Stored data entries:
..........

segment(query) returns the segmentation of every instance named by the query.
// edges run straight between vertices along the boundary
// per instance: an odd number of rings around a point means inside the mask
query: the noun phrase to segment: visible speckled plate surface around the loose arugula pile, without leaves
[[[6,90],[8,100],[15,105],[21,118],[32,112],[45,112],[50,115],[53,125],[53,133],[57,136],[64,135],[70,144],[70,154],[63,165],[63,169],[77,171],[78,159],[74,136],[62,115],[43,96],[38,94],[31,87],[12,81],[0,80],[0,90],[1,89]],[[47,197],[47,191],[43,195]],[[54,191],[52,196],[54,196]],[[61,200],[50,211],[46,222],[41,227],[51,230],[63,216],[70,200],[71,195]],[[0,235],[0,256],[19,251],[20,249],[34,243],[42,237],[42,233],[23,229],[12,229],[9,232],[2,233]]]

..........

Each entry is to be written out exactly as it was given.

### Response area
segment(query) returns the segmentation of every instance named by the query.
// edges run straight between vertices along the boundary
// per instance: an odd number of rings around a point means inside the mask
query: the noun phrase to segment: visible speckled plate surface around the loose arugula pile, without leaves
[[[6,90],[8,100],[15,105],[21,118],[32,112],[45,112],[50,115],[53,125],[53,133],[57,136],[64,135],[70,144],[70,154],[63,165],[63,169],[77,171],[78,159],[74,136],[62,115],[43,96],[38,94],[31,87],[12,81],[0,80],[0,90],[1,89]],[[47,197],[47,191],[43,195]],[[54,191],[52,196],[54,196]],[[61,200],[50,211],[46,222],[41,227],[51,230],[63,216],[70,200],[71,195]],[[0,235],[0,256],[19,251],[20,249],[34,243],[42,237],[42,233],[23,229],[12,229],[9,232],[2,233]]]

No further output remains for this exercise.